━━ TASK INPUT

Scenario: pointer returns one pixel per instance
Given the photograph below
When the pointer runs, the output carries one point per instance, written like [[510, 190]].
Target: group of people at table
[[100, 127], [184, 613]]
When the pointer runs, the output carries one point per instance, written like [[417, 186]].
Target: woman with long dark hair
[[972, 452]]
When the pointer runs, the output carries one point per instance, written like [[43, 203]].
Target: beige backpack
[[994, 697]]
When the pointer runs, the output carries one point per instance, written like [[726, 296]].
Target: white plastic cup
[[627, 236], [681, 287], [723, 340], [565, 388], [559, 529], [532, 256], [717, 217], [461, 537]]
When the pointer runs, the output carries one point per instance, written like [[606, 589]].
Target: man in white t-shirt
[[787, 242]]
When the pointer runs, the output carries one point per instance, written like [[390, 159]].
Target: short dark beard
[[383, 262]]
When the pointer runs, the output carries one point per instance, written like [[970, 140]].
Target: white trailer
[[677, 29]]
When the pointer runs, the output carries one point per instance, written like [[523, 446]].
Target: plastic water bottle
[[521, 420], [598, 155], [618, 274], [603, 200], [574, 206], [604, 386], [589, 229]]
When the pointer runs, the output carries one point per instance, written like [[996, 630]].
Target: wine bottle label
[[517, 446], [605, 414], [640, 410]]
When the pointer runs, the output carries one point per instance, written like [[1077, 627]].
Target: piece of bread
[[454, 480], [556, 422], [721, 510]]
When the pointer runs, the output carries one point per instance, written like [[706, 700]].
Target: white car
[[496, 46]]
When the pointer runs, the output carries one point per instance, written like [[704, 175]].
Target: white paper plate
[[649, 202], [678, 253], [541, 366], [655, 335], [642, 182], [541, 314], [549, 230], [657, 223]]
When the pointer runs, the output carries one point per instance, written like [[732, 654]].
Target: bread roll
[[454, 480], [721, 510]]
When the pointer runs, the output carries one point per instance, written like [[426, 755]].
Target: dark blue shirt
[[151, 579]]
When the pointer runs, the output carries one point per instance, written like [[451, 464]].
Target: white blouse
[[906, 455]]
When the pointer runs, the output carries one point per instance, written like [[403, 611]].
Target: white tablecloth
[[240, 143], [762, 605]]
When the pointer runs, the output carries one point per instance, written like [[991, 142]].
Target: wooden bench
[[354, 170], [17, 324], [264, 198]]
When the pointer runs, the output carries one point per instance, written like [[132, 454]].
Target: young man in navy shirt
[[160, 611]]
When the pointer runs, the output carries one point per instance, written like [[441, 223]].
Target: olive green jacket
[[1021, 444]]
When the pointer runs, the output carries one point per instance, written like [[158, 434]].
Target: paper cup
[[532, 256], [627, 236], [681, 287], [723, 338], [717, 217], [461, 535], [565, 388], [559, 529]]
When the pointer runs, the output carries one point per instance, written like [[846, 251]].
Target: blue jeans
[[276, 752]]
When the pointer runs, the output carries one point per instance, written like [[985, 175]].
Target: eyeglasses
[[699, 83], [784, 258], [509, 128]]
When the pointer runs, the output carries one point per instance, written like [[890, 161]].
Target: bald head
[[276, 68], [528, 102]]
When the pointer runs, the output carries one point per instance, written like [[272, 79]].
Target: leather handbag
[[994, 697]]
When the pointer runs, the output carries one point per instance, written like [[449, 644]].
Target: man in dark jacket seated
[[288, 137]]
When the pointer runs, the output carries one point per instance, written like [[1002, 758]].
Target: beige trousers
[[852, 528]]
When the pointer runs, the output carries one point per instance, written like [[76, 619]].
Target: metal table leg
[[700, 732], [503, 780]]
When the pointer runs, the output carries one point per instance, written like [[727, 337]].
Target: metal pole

━━━━

[ASSIGNMENT] Return the complete material exactly as it appears.

[OUTPUT OF THE EXERCISE]
Scenario: pointer returns one pixel per instance
Given the photograph below
When the pointer runs, the output carries one point per instance, written like [[510, 190]].
Target: group of people at table
[[100, 127], [184, 613]]
When the pointer runs, the output carries one point per instance, written like [[417, 186]].
Target: woman with long dark hair
[[972, 452]]
When the pointer runs, the output carries one point per instance, written like [[43, 203]].
Target: beige backpack
[[994, 697]]
When the pointer runs, the output carries one point per instance, written like [[726, 296]].
Target: white plastic cup
[[627, 236], [681, 287], [723, 340], [565, 388], [559, 529], [532, 256], [717, 217], [461, 537]]
When the pointer runs, the output carries one point per instance, written like [[606, 589]].
Target: man in white t-shirt
[[787, 242]]
When the pointer runs, the output carries one point per instance, written like [[390, 159]].
Target: short dark beard
[[383, 262]]
When the pointer runs, the output carries one point per instance, written like [[970, 140]].
Target: white trailer
[[677, 29]]
When the pointer runs, the output carries one point per instance, written like [[523, 446]].
Target: plastic water bottle
[[521, 420], [598, 155], [618, 274], [603, 200], [574, 206], [604, 386], [589, 229]]
When the pointer runs, the output carries one point per instance, written like [[996, 630]].
Target: wine bottle label
[[517, 446], [605, 414], [640, 410]]
When the pointer runs, the output carries one point per instance, written like [[1077, 627]].
Target: piece of bread
[[454, 480], [556, 422], [721, 510]]
When the pointer runs, the output carries one point per instance, written like [[706, 700]].
Target: white car
[[496, 46]]
When the pointer runs, the output carries one point per instance, written like [[704, 175]].
Target: white paper plate
[[649, 202], [678, 253], [541, 366], [655, 335], [642, 182], [541, 314], [549, 230], [657, 223]]
When the pointer runs, the output carries one point per instance, written like [[732, 654]].
Target: bread roll
[[454, 480], [721, 510]]
When the pointer runs, the output carries one point per instance, written like [[426, 755]].
Target: dark blue shirt
[[151, 579]]
When the pointer runs, the output carries one point per instance, written like [[451, 464]].
Target: white blouse
[[906, 455]]
When the pointer runs, the output carries one point per instance, written like [[403, 611]].
Target: white tablecloth
[[240, 143], [762, 605]]
When the pointer runs, the output carries one point per instance, written like [[991, 142]].
Target: wooden bench
[[354, 170], [17, 324], [264, 198]]
When the pointer runs, the output carries one point per instance, written like [[132, 454]].
Target: young man in navy shirt
[[160, 611]]
When the pointer runs, the output carries one point per instance, written like [[441, 223]].
Target: olive green jacket
[[1021, 444]]
When the pointer runs, the output carries one point per instance, written like [[158, 434]].
Target: paper cup
[[532, 256], [627, 236], [681, 287], [723, 338], [717, 217], [461, 535], [565, 388], [559, 529]]
When the pointer runs, the output carries one point per instance, written like [[846, 251]].
Target: blue jeans
[[276, 752]]
When the pointer runs, the output carries one point per instance, written like [[985, 175]].
Target: eyeglasses
[[699, 83], [784, 258], [509, 128]]
When the pointer runs, the output carries one point per instance, written like [[890, 161]].
Target: bald head
[[276, 68], [528, 102]]
When the pointer runs, the output carries one point per instance, written like [[272, 79]].
Target: leather handbag
[[994, 697]]
When the pointer runs, the output carries one point per instance, written like [[449, 644]].
Target: man in dark jacket seated
[[288, 137]]
When the pointer runs, the output carries one point per instance, written like [[1002, 758]].
Target: beige trousers
[[852, 528]]
When the pointer runs, the output carries one point per instance, written like [[76, 619]].
Target: metal table leg
[[700, 732], [503, 780]]
When the pointer runs, the output carries one point per instance, written like [[727, 337]].
Target: metal pole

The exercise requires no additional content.